[[ DATA IN THIS EXERCISE open ]]
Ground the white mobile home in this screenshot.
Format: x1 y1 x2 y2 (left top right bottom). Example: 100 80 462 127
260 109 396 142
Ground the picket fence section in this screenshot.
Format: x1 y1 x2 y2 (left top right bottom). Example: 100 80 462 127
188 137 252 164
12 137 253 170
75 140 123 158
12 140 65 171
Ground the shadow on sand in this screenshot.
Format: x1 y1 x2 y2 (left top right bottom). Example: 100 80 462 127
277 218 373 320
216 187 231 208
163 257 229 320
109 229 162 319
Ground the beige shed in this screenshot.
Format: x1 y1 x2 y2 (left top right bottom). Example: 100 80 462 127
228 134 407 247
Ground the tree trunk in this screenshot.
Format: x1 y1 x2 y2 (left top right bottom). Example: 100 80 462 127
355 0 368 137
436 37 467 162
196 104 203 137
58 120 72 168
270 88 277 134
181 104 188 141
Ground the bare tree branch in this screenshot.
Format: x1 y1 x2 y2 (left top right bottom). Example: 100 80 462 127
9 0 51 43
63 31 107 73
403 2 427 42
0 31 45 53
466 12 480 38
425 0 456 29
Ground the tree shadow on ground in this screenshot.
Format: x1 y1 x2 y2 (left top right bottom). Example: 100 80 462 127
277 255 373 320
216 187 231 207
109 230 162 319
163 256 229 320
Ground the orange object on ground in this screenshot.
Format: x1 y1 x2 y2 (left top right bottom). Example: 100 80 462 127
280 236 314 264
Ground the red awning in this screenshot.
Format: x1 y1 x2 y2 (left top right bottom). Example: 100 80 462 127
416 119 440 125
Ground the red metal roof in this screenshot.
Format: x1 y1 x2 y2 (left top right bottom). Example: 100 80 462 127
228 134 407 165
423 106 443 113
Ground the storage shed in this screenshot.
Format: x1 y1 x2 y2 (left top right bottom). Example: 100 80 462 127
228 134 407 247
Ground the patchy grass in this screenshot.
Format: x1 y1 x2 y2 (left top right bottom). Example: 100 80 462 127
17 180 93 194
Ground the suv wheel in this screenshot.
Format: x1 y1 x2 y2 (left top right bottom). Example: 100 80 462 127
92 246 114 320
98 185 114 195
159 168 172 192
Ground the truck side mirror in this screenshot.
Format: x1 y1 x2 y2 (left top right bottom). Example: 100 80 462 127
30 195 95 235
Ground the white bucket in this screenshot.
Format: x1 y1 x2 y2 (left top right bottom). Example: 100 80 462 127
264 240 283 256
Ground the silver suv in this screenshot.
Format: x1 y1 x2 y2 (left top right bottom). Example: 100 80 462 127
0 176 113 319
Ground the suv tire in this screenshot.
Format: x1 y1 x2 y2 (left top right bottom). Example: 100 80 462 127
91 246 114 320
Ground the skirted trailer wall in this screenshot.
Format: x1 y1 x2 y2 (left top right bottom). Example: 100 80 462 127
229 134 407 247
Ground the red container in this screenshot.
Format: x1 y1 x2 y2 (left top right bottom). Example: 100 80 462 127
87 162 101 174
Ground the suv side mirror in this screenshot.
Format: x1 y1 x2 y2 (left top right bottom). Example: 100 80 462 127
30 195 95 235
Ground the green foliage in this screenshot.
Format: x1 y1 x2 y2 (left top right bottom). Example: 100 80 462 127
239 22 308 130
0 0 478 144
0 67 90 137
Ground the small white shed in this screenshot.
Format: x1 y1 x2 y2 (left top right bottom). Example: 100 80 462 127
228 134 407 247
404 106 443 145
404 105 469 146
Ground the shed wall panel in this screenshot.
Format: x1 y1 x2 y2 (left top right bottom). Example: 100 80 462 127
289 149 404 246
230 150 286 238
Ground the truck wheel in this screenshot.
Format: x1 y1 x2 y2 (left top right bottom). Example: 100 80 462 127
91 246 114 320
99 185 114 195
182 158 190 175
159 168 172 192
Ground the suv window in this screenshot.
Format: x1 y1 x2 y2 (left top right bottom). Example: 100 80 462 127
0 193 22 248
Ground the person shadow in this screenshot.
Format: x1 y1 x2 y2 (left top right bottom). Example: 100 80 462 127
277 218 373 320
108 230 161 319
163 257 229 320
[[ DATA IN THIS EXERCISE closed ]]
• _YOUR INSTRUCTIONS_
All the entries should be written out again precisely.

• _YOUR RESPONSE_
Ground the white mobile home in this screenshot.
Format: x1 y1 x2 y2 (left top right bottom). Example: 100 80 462 127
260 109 396 142
Ground the picket fence section in this screenshot.
Format: x1 y1 x2 y2 (left top right bottom). Example: 100 80 462 127
188 137 252 164
12 137 253 170
75 140 123 158
12 140 65 171
Ground the shadow on sand in this screenshot.
Format: x1 y1 x2 y2 (left top right bottom). Example: 100 80 462 127
277 218 373 320
216 187 231 208
163 257 229 320
109 229 162 319
Ground the beige shed in this screenshot.
Format: x1 y1 x2 y2 (left top right bottom). Example: 100 80 462 127
228 134 407 247
Ground the tree trunk in this screenshot.
Format: x1 y1 x2 y2 (left top right bottom). Example: 100 80 462 127
355 0 368 137
436 37 467 162
196 104 203 137
58 120 72 168
270 88 277 134
181 104 188 141
Ground the bare tree branch in this screenshot.
Format: x1 y1 x2 y2 (left top right bottom). Example: 100 80 462 127
9 0 51 43
63 31 107 73
403 2 427 42
0 31 45 53
466 12 480 38
425 0 456 29
Ground the tree shadow on ground in this screenshot.
Format: x1 y1 x2 y2 (left top right bottom). Example: 100 80 462 127
277 255 373 320
216 187 231 207
109 230 162 319
163 256 229 320
Ground the orange object on ground in this screenshot.
Format: x1 y1 x2 y2 (left top right bottom). Example: 100 80 462 127
280 236 314 264
Ground the red awning in this screenshot.
Format: x1 y1 x2 y2 (left top right bottom). Example: 100 80 462 127
416 119 440 125
Ground the red metal roof in this screenshot.
Format: x1 y1 x2 y2 (left top right bottom). Example: 100 80 462 127
228 134 407 165
423 106 443 113
Ground the storage shed in this screenshot.
Format: x1 y1 x2 y2 (left top right bottom). Example: 100 80 462 127
228 134 407 247
Ground the patchy grass in this screenshot.
Format: x1 y1 x2 y2 (left top right bottom). Example: 100 80 462 127
17 180 93 194
Ground the suv wheel in this screenshot.
Format: x1 y1 x2 y2 (left top right bottom). Example: 100 80 462 127
92 246 114 320
98 185 114 195
159 168 172 192
Ground the truck side mirror in this screenshot.
Format: x1 y1 x2 y2 (left top right bottom). Example: 100 80 462 127
30 195 95 235
Ground the white bucket in this screenshot.
Format: x1 y1 x2 y2 (left top right bottom). Example: 100 80 462 127
264 240 283 256
Ground the silver suv in this screenshot.
Format: x1 y1 x2 y2 (left top right bottom). Example: 100 80 462 127
0 176 113 319
Ground the suv tire in this screenshot.
Format: x1 y1 x2 y2 (left top right bottom). Example: 100 80 462 127
91 246 114 320
Ground the skirted trailer wall in this screenshot.
Format: x1 y1 x2 y2 (left top right bottom). Example: 100 80 462 127
229 134 407 247
Ground the red container in this screenshot.
Format: x1 y1 x2 y2 (left top right bottom). Example: 100 80 462 127
87 162 101 174
Ground the suv side mirror in this screenshot.
Format: x1 y1 x2 y2 (left top right bottom). Example: 100 80 462 127
30 195 95 235
Ground the green foliage in this screenshot.
Format: x1 y1 x2 y2 (left top right bottom). Example: 100 80 462 127
239 22 308 130
0 0 478 144
0 67 90 137
Ground the small white shed in this screenshot.
Format: x1 y1 x2 y2 (left top right bottom). Example: 100 80 462 127
228 134 407 247
404 106 443 145
404 105 469 146
Ground the shed wall panel in this screenshot.
Format: x1 y1 x2 y2 (left top right bottom). Example: 100 80 462 127
289 149 404 246
230 150 286 238
Ground the truck wheel in this screenshot.
Format: x1 y1 x2 y2 (left top right bottom). Example: 100 80 462 127
91 246 114 320
99 185 114 195
182 158 190 175
159 168 172 192
Ground the suv window in this screenshot.
Format: x1 y1 x2 y2 (left top right bottom). Example: 100 80 462 127
0 193 22 248
Ground the person shadow in this screenshot.
Format: x1 y1 x2 y2 (left top right bottom). Example: 100 80 462 127
277 218 373 320
108 230 161 319
163 257 229 320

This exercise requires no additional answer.